[Exercise goal]: Look for the line containing "Target: multi-story office building" in the listing below. Retype that line and every subsequent line through the last one, and only those.

(Data listing)
▬▬▬▬▬▬

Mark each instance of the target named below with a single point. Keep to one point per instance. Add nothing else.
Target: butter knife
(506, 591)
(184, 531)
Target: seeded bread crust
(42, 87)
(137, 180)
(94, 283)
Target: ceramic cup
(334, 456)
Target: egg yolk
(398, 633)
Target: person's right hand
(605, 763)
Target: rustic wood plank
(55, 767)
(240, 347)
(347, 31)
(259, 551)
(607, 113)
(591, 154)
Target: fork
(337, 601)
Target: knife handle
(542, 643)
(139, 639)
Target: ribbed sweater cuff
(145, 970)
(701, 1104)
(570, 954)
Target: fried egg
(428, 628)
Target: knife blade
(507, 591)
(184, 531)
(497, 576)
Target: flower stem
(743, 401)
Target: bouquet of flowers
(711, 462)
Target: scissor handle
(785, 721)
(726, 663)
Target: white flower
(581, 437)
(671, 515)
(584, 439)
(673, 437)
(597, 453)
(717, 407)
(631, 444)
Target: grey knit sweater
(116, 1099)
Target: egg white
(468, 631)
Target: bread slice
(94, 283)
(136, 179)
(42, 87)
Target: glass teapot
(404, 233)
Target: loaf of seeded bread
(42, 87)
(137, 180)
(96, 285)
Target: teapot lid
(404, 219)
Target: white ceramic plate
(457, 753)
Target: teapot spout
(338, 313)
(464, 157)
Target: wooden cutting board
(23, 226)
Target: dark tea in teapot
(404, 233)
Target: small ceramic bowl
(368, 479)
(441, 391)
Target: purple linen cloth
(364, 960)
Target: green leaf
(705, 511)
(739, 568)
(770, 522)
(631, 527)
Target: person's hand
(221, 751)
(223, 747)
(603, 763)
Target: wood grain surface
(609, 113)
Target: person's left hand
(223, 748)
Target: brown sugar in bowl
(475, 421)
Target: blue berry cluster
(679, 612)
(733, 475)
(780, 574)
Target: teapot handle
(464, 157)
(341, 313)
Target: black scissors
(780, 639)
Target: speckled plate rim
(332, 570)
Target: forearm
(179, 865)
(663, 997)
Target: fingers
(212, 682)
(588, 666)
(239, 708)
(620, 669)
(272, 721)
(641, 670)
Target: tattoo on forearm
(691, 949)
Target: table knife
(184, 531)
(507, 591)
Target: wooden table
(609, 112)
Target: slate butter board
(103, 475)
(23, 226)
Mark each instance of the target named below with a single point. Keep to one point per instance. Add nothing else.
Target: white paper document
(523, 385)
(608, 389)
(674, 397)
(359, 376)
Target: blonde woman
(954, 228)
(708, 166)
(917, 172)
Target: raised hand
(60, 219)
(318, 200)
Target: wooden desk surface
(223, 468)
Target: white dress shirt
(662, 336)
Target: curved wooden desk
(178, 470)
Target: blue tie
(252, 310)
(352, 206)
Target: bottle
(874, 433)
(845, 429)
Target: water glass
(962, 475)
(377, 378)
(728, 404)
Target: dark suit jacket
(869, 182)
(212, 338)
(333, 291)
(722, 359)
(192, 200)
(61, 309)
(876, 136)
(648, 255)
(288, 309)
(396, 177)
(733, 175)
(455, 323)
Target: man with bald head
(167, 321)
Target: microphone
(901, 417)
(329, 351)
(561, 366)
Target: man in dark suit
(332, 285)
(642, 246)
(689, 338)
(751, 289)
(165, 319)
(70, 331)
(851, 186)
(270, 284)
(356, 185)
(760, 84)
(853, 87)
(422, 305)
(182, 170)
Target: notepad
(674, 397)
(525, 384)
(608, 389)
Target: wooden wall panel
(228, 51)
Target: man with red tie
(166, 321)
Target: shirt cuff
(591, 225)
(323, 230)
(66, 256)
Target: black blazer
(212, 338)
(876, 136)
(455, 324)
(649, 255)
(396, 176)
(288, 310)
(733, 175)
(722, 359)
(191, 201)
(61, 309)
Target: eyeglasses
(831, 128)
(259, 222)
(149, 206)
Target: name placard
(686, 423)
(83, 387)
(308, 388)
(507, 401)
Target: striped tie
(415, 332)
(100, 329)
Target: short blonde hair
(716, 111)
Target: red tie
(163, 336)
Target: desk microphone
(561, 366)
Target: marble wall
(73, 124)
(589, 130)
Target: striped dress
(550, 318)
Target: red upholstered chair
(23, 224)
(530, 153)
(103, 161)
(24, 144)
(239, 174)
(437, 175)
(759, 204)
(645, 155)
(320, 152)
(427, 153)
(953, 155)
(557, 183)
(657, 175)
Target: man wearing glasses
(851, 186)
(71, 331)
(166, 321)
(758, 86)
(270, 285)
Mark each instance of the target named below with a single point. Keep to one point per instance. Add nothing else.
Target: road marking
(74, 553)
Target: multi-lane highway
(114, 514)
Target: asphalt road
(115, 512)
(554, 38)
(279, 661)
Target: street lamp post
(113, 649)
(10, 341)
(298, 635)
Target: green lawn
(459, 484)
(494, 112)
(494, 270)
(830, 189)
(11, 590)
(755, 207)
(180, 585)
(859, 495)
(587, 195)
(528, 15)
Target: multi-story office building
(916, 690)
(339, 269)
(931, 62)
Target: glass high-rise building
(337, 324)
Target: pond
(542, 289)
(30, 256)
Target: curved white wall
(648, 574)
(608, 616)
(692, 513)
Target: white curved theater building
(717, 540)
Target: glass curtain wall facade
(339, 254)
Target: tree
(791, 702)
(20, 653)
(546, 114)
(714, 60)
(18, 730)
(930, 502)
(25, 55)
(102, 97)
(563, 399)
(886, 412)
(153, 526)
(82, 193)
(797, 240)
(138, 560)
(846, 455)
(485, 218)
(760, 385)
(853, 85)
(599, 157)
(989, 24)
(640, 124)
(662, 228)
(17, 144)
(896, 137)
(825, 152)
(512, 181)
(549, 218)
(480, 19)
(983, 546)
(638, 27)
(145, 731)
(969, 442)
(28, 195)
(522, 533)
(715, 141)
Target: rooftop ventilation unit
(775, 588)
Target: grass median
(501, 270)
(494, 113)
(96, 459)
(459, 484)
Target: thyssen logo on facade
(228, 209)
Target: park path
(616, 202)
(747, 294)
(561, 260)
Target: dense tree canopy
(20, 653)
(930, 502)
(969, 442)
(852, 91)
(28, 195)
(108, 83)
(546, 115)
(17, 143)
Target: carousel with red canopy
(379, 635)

▬▬▬▬▬▬

[Solution]:
Target: multi-story office building
(916, 690)
(339, 269)
(931, 62)
Target: glass high-rise building
(337, 324)
Target: pond
(542, 289)
(30, 256)
Target: curved white wall
(648, 574)
(608, 616)
(692, 513)
Target: white curved theater building
(717, 540)
Target: glass curtain wall facade
(339, 254)
Target: tree
(791, 702)
(20, 653)
(546, 114)
(714, 60)
(18, 730)
(930, 502)
(25, 55)
(102, 97)
(563, 399)
(886, 412)
(153, 526)
(82, 193)
(797, 240)
(138, 560)
(846, 455)
(485, 218)
(760, 385)
(853, 85)
(599, 157)
(989, 24)
(640, 124)
(662, 228)
(17, 144)
(896, 137)
(825, 152)
(512, 181)
(549, 218)
(480, 19)
(983, 546)
(638, 27)
(145, 731)
(969, 442)
(28, 195)
(522, 533)
(715, 141)
Target: rooftop ventilation unit
(775, 588)
Target: grass median
(501, 270)
(494, 113)
(96, 459)
(459, 484)
Target: thyssen logo on facade
(228, 209)
Target: park path
(616, 202)
(747, 294)
(561, 260)
Target: dense tree canopy
(20, 653)
(930, 502)
(969, 442)
(852, 91)
(28, 195)
(108, 83)
(546, 115)
(17, 143)
Target: carousel with red canopy
(379, 635)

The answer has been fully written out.